• **SELECTED EXCERPT**:
##############################
Using MySQL COUNT(1), COUNT(2) ...etc using JOIN

I have 4 tables:
Table talks
table talks_fan
table talks_follow
table talks_comments
What I'm trying to achieve is counting all comments, fans, followers for every single talk.
I came up with this so far.
All tables have talk_id and only in talks table is a primary key
SELECT
g. *,
COUNT( m.talk_id ) AS num_of_comments,
COUNT( f.talk_id ) AS num_of_followers
FROM
talks AS g
LEFT JOIN talks_comments AS m
USING ( talk_id )
LEFT JOIN talks_follow AS f
USING ( talk_id )
WHERE g.privacy = 'public'
GROUP BY g.talk_id
ORDER BY g.created_date DESC
LIMIT 30;
I also tried using this method
SELECT
t.*,
COUNT(b.talk_id) AS comments,
COUNT(bt.talk_id) AS followers
FROM
talks t
LEFT JOIN talks_follow bt
ON bt.talk_id = t.talk_id
LEFT JOIN talks_comments b
ON b.talk_id = t.talk_id
GROUP BY t.talk_id;
Both give me the same results ....?!
Update: Create Statements
CREATE TABLE IF NOT EXISTS `talks` (
`talk_id` bigint(20) NOT NULL AUTO_INCREMENT,
`user_id` mediumint(9) NOT NULL,
`title` varchar(255) NOT NULL,
`content` text NOT NULL,
`created_date` timestamp NOT NULL DEFAULT CURRENT_TIMESTAMP ON UPDATE CURRENT_TIMESTAMP,
`privacy` enum('public','private') NOT NULL DEFAULT 'private',
PRIMARY KEY (`talk_id`)
) ENGINE=InnoDB DEFAULT CHARSET=utf8 AUTO_INCREMENT=7 ;
CREATE TABLE IF NOT EXISTS `talks_comments` (
`comment_id` bigint(20) NOT NULL AUTO_INCREMENT,
`talk_id` bigint(20) NOT NULL,
`user_id` mediumint(9) NOT NULL,
`comment` text NOT NULL,
`date_created` timestamp NOT NULL DEFAULT CURRENT_TIMESTAMP ON UPDATE CURRENT_TIMESTAMP,
`status` tinyint(1) NOT NULL DEFAULT '0',
PRIMARY KEY (`comment_id`)
) ENGINE=InnoDB DEFAULT CHARSET=utf8 AUTO_INCREMENT=8 ;
CREATE TABLE IF NOT EXISTS `talks_fan` (
`fan_id` bigint(20) NOT NULL AUTO_INCREMENT,
`talk_id` bigint(20) NOT NULL,
`user_id` bigint(20) NOT NULL,
`created_date` timestamp NOT NULL DEFAULT CURRENT_TIMESTAMP ON UPDATE CURRENT_TIMESTAMP,
`status` tinyint(1) NOT NULL DEFAULT '1',
PRIMARY KEY (`fan_id`)
##############################
• **EXERCISE TASK A**: Reproduce the listing that follows verbatim, leaving out the pictures.

• **DATASET EXTRACT**:
##############################
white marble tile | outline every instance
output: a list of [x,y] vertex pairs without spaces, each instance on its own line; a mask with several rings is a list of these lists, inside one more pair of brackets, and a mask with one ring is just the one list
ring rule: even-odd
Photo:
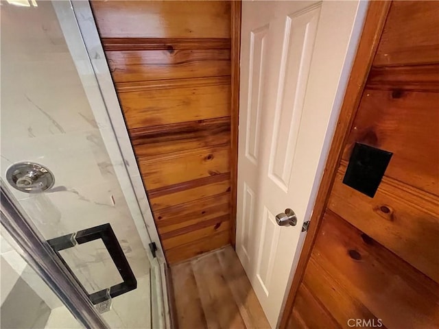
[[0,299],[1,304],[8,297],[9,293],[11,292],[14,285],[17,280],[20,278],[20,274],[17,273],[6,261],[3,256],[0,256],[0,268],[1,273],[0,273]]
[[84,326],[64,306],[54,308],[50,313],[45,329],[80,329]]
[[[148,244],[160,241],[89,4],[77,5],[88,6],[78,17],[88,23],[84,37],[97,40],[94,53],[86,53],[69,2],[42,1],[32,10],[2,6],[2,27],[14,33],[2,30],[1,60],[8,65],[2,65],[0,175],[4,180],[8,167],[23,160],[54,173],[55,185],[47,193],[10,188],[45,239],[111,224],[139,284],[115,298],[104,317],[111,327],[147,328],[150,262],[157,264]],[[66,256],[91,289],[120,279],[96,243]],[[165,261],[161,251],[158,256]],[[58,323],[67,309],[56,309],[48,328],[70,324]]]
[[102,314],[112,328],[152,328],[150,280],[149,274],[138,278],[137,289],[112,299],[111,310]]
##############################
• **EXERCISE TASK B**: Name every column defined in the CREATE TABLE statement for the `talks` table in the MySQL post.

• **FULL SOLUTION A**:
white marble tile | outline every instance
output: a list of [x,y] vertex pairs without spaces, each instance on its own line; a mask with several rings is a list of these lists, inside one more pair of brackets, and a mask with one ring is just the one list
ring rule: even-odd
Photo:
[[0,299],[1,304],[8,297],[9,293],[11,292],[14,285],[17,280],[20,278],[20,274],[17,273],[6,261],[3,256],[0,256],[0,268],[1,273],[0,273]]
[[84,326],[64,306],[54,308],[50,313],[45,329],[80,329]]
[[[148,244],[160,241],[89,4],[77,5],[88,6],[78,17],[88,23],[84,37],[97,40],[94,53],[86,53],[69,2],[42,1],[32,10],[2,6],[2,27],[14,33],[2,30],[1,60],[8,65],[2,65],[0,175],[4,180],[8,167],[23,160],[54,173],[55,185],[47,193],[10,188],[45,239],[111,224],[139,284],[115,298],[104,317],[111,327],[147,328],[150,262],[157,264]],[[66,256],[91,289],[120,279],[96,243]],[[165,261],[161,251],[158,256]],[[58,323],[67,309],[56,309],[48,328],[70,324]]]
[[102,314],[112,328],[152,328],[150,280],[149,274],[138,278],[137,289],[112,299],[111,310]]

• **FULL SOLUTION B**: talk_id, user_id, title, content, created_date, privacy